Exercise description -
Update the material by replacing "drop one pin" with "place one marker" everywhere it occurs, and write the lines out again with nothing else changed.
··· Exercise input
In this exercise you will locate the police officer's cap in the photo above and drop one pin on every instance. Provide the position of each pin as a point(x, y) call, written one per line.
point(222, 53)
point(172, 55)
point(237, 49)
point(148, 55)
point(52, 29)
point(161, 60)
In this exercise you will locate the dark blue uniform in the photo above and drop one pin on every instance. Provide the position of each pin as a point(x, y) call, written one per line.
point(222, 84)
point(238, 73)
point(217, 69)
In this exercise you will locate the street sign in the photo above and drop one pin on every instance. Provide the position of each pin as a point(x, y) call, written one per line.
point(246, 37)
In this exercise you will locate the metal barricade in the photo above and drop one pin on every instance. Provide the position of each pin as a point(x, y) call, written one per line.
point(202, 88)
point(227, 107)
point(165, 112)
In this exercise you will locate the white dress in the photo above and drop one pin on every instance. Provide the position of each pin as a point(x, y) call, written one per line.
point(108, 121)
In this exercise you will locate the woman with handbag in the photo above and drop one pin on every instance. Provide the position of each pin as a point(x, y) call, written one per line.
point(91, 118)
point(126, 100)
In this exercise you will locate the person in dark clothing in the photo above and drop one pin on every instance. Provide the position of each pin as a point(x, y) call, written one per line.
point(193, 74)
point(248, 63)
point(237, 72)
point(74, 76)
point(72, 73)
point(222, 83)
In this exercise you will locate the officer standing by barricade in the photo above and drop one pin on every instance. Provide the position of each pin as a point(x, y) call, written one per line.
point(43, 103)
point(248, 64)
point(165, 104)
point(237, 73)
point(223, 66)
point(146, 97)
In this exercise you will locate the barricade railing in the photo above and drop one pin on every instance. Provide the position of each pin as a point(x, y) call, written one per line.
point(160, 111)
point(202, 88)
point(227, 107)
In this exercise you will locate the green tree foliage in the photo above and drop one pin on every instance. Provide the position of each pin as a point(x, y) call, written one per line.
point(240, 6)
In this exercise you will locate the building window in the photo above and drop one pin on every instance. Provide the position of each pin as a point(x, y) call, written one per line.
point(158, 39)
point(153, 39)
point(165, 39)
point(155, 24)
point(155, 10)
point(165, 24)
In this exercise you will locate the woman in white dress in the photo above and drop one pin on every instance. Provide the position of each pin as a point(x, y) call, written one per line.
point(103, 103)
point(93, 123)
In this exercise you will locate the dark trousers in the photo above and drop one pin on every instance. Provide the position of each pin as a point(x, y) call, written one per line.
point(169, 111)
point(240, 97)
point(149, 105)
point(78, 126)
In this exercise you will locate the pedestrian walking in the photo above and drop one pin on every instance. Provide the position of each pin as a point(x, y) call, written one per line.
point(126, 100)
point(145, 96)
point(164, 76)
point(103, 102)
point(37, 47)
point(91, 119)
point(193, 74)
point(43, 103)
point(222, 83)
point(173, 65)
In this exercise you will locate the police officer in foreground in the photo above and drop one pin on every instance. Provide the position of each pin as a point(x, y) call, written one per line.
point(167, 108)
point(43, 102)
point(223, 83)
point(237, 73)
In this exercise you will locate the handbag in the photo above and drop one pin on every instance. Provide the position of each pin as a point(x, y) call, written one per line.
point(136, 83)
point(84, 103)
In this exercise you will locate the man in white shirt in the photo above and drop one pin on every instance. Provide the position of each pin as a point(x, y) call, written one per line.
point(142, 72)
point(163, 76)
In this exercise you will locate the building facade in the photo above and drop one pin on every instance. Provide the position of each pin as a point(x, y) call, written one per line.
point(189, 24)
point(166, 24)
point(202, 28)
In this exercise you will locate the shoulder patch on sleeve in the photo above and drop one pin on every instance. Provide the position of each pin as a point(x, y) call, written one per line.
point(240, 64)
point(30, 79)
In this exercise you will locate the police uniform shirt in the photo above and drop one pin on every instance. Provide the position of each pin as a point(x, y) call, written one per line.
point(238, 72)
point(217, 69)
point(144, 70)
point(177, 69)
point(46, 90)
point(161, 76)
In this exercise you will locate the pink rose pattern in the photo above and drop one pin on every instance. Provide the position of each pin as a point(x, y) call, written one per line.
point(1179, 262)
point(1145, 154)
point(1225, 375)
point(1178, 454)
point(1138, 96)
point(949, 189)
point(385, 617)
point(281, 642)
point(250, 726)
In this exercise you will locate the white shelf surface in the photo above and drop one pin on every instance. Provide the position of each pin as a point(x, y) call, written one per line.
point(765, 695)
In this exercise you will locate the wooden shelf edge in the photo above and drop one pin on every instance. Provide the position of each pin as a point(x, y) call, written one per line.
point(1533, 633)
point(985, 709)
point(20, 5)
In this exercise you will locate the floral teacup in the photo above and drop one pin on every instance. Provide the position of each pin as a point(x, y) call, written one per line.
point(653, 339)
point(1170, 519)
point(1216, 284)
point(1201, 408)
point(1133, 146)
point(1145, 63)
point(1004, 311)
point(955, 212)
······
Solution to the exercise -
In this exercise you will locate the police officer's cap in the photo above and place one marker on every instance. Provide the position of each pin as a point(x, y) call, written one per line.
point(222, 53)
point(172, 55)
point(237, 49)
point(148, 55)
point(52, 29)
point(161, 60)
In this exercise you will locate the dark blue uniform in the photo above and place one marker on every instance. Provide the position of each pin as a point(x, y) call, written one per line.
point(222, 84)
point(238, 73)
point(217, 69)
In this exercise you will locate the street sign in the photo above and place one marker on every instance. Provide the position of each pin as a point(x, y) call, written one per line.
point(246, 37)
In this exercise you will locate the metal barricade in the photo above and place one marker on every instance. Provide the position of each pin as a point(x, y) call, written one per line.
point(202, 88)
point(227, 107)
point(165, 112)
In this exercise you will locate the white dress in the photo above and place one marker on every instance. Provide the position of each pin as a point(x, y) call, written one per line.
point(108, 121)
In this exercise you will locate the woman with handbag in the photo above and place one marker on every instance. Provide the position of each pin as a point(x, y) call, written one per line.
point(91, 118)
point(126, 100)
In this exercise you will locate the person in dark clothing in the photo above and place one marker on every instance. Provide the position of each pin as a point(x, y) call, written one per line.
point(193, 74)
point(248, 63)
point(237, 72)
point(74, 76)
point(72, 73)
point(222, 83)
In this exercise you will locate the officer standing by barricade in the photo above and place one marker on every instance. Provide the position of each pin as a point(x, y) call, written one per line.
point(43, 103)
point(248, 64)
point(165, 104)
point(237, 73)
point(223, 66)
point(146, 97)
In this exercise you will locate the barricade railing in the photo above and place one marker on every instance. Provide the position of each pin as a point(x, y) call, written one per line.
point(160, 111)
point(202, 88)
point(227, 107)
In this exercise you will locate the green tree foliage in the photo above and place one marker on every instance. Provide the position of each pin as a point(x, y) call, written one per line.
point(240, 6)
In this exercise you will locate the building window in the photo above and place one marker on every instance. Provide the position of each pin as a point(x, y) call, written one per line.
point(158, 39)
point(153, 39)
point(165, 39)
point(155, 24)
point(155, 10)
point(165, 24)
In this exercise you will locate the woman in white dress in the photo above and place one marker on every instance. Provide the position of each pin as a point(x, y) call, written one per line.
point(103, 103)
point(93, 123)
In this exercise you will locate the dark trousers in the photo above and place one marker on every instance. Provide the position of each pin as a point(x, y) call, written one per line.
point(169, 111)
point(240, 97)
point(149, 105)
point(78, 126)
In this exercise you will locate the pedestrian walking in the photo above and place one marker on every instance. Provide the position of each pin as a point(x, y) call, written one per line.
point(126, 100)
point(145, 96)
point(164, 76)
point(103, 102)
point(37, 47)
point(91, 119)
point(193, 74)
point(43, 103)
point(222, 83)
point(173, 65)
In this exercise you will locate the police officer in foreground in the photo above and place one marker on every instance. Provide the position of each pin as a point(x, y) call, written one per line.
point(167, 108)
point(43, 102)
point(223, 83)
point(237, 73)
In this exercise you will locate the handbag in the photo above and place one marker on every instance. Provide the position of each pin as a point(x, y) call, written one per line.
point(136, 83)
point(84, 103)
In this exercise you will locate the man in white shirt in the photo above and place one marker on every instance. Provide the position of each pin as a point(x, y) call, written one per line.
point(142, 72)
point(163, 76)
In this exercise you will locate the building facade in the photo above and place one marker on every instance. Provide the position of each pin as a point(x, y) call, written one per line.
point(189, 24)
point(166, 24)
point(202, 28)
In this exercise you will locate the shoulder patch on sleeve in the photo above and place one marker on every instance. Provide the position of each pin as a point(x, y) call, written one per line.
point(240, 64)
point(30, 79)
In this exercise you will locate the police uniform shirt in the photo above and place one marker on every instance. Provide the position of each pin as a point(x, y) call, written one per line.
point(238, 72)
point(217, 69)
point(144, 70)
point(177, 69)
point(46, 90)
point(161, 76)
In this exercise you will locate the pink rose pattern in the photo above and place one marker on every instance. Provide the position of each pin as a point(x, y) call, written one per line.
point(1179, 262)
point(1145, 154)
point(1225, 375)
point(1178, 454)
point(1138, 96)
point(949, 189)
point(385, 617)
point(281, 642)
point(250, 726)
In this exercise you will locate the white shelf surface in the photo above and place one marker on every instance. Provide the position of each pin as a point(x, y) call, written one per line.
point(765, 695)
In this exercise you will locate the wooden shelf edge in the photo above and place one marker on every instance. Provide the position of each pin as a point(x, y) call, written one per line.
point(1533, 633)
point(985, 709)
point(20, 5)
In this exercise you will locate the floral teacup in the photo above and place one marker on every instance. Provide the position of each pin as a point(x, y) call, written one per line.
point(653, 339)
point(1170, 519)
point(1216, 284)
point(1201, 408)
point(1133, 146)
point(1145, 63)
point(1004, 311)
point(955, 212)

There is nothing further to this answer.